▶

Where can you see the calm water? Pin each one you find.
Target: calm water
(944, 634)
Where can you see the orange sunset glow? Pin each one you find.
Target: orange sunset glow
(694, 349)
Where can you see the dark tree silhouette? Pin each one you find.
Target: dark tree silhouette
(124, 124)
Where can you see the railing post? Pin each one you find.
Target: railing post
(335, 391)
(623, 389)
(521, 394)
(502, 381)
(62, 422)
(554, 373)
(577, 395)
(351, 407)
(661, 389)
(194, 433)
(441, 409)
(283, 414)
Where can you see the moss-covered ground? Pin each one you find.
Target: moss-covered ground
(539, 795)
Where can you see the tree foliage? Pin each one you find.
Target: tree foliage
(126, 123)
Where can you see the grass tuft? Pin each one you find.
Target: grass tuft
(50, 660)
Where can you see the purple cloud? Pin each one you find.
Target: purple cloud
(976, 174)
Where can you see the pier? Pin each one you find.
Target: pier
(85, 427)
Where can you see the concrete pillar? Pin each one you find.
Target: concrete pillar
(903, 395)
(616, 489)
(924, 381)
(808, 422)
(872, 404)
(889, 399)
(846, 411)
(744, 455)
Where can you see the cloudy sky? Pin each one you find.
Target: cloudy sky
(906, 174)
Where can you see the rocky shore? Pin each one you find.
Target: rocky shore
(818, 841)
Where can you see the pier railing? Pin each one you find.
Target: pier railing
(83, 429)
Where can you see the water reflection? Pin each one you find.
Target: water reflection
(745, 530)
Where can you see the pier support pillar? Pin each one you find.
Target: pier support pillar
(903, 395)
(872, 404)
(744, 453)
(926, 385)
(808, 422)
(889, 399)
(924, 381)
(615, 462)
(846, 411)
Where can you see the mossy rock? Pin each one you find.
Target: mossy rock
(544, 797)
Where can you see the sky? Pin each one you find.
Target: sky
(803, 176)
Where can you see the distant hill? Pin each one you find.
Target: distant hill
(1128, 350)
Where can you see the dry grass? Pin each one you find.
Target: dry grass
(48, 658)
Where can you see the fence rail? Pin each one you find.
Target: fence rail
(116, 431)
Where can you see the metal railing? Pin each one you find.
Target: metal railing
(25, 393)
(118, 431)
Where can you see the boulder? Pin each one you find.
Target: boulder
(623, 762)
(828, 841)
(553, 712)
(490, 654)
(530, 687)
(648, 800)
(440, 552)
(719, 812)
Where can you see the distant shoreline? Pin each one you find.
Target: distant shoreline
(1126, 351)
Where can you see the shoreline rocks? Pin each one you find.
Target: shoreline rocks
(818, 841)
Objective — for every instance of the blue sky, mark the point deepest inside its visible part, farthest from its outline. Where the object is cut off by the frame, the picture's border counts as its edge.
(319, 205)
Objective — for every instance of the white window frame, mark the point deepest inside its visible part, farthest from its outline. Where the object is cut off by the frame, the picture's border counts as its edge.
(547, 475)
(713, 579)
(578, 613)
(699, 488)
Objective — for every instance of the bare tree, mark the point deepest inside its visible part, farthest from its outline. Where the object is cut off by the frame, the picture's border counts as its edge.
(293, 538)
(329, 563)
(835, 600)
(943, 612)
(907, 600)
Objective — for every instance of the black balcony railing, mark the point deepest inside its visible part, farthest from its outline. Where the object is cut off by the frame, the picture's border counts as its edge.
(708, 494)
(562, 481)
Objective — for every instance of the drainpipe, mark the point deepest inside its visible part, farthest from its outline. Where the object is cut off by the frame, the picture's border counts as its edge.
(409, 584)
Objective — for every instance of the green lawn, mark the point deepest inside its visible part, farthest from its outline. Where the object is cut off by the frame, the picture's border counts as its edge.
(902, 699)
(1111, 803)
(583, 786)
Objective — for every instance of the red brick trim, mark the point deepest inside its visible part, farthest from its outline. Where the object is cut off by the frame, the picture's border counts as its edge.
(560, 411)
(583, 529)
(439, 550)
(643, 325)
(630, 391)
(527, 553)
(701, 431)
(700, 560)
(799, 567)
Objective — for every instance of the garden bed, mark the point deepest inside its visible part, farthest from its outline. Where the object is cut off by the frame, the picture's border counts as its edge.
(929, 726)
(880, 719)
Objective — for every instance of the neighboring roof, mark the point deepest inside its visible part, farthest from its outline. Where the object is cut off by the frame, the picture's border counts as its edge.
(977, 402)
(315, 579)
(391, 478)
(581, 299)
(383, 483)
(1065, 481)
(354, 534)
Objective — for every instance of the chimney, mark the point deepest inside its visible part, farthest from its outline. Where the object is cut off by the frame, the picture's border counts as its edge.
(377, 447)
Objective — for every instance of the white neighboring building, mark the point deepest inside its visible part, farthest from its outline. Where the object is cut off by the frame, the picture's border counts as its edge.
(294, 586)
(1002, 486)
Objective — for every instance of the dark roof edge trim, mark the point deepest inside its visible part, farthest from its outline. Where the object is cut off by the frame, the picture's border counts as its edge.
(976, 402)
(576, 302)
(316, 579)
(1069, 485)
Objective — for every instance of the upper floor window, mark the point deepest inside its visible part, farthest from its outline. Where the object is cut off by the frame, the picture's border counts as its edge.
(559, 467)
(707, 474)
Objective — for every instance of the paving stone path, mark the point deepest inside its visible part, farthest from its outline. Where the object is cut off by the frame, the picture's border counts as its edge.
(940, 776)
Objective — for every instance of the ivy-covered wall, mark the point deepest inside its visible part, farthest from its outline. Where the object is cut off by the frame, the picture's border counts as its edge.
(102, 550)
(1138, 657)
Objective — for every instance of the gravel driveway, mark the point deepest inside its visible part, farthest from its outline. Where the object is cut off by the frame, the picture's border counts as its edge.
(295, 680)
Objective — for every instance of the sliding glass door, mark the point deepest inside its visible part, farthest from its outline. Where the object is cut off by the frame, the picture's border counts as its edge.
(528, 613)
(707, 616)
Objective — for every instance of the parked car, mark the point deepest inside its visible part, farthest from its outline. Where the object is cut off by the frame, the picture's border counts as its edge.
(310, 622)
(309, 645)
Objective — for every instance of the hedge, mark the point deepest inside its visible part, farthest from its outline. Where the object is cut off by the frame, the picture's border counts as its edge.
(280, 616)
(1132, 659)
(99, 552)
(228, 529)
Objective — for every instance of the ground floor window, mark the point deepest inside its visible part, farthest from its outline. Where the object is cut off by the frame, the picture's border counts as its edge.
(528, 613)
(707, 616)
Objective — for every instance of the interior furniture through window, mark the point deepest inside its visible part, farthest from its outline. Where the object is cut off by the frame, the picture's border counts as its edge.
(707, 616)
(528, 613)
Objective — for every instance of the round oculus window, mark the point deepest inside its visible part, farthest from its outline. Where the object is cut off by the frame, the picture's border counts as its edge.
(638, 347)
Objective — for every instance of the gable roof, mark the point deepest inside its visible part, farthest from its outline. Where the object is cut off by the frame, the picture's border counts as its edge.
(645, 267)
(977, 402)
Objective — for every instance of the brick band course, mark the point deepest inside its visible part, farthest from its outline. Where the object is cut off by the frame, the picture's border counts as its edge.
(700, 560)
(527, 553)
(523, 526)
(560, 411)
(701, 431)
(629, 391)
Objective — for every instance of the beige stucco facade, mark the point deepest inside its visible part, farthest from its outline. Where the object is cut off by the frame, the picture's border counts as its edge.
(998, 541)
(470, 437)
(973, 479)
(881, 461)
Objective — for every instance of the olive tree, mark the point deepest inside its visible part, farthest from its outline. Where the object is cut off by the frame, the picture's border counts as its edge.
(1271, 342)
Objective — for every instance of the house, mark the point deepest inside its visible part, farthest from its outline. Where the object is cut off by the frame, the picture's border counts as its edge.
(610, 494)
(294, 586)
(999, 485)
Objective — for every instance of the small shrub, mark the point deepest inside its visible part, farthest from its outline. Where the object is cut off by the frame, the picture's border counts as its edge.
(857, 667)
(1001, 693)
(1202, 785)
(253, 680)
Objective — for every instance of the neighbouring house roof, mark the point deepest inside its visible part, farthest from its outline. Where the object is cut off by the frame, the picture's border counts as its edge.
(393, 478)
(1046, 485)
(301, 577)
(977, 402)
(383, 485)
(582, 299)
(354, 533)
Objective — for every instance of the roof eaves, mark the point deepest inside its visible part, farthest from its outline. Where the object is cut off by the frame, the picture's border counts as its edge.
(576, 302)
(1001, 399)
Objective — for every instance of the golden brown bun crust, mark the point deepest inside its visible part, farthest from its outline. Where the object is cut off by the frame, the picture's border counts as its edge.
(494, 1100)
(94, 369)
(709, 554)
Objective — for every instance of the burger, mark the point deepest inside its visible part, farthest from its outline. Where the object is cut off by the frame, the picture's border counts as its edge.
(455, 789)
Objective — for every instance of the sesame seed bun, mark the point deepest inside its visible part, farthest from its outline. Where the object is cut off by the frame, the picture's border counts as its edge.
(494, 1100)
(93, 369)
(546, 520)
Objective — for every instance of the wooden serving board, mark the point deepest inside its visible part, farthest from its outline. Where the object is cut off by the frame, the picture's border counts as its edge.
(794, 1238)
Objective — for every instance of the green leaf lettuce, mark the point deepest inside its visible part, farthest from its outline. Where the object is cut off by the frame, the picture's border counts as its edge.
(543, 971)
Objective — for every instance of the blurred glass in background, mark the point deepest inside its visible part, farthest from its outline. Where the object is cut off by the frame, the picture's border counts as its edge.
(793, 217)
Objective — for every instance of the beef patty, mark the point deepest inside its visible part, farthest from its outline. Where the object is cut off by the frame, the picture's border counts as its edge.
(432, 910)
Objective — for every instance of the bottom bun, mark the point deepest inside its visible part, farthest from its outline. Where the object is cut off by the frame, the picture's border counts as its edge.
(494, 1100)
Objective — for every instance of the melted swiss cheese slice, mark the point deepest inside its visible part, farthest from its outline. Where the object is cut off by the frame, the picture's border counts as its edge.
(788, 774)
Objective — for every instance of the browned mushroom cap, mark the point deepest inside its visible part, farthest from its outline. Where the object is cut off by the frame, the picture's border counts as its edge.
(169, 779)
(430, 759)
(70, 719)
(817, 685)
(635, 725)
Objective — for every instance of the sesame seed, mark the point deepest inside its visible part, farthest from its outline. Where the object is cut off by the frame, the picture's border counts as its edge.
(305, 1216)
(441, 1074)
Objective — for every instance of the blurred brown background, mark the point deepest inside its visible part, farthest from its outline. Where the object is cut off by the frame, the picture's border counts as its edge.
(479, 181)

◀

● **WHAT YOU WILL DO**
Nothing but the exact lines from the start of the material through the line holding "Where can you see the grass", both included, belongs in the answer.

● **RESULT OF THIS TASK**
Where can you see the calm water? Pin each one you find.
Target: calm water
(944, 634)
Where can you see the orange sunset glow? Pin each one you find.
Target: orange sunset glow
(694, 349)
Where can you see the dark tree silhouette? Pin each one you find.
Target: dark tree silhouette
(124, 124)
Where can you see the railing post? Pin each one you find.
Target: railing post
(335, 391)
(623, 389)
(521, 394)
(502, 381)
(62, 422)
(554, 373)
(577, 395)
(351, 407)
(661, 389)
(194, 433)
(441, 409)
(283, 414)
Where can you see the moss-covered ground? Pin each one you find.
Target: moss-covered ground
(539, 795)
Where can you see the tree foliage? Pin each one you find.
Target: tree foliage
(126, 123)
Where can you see the grass tuft? Pin each one you find.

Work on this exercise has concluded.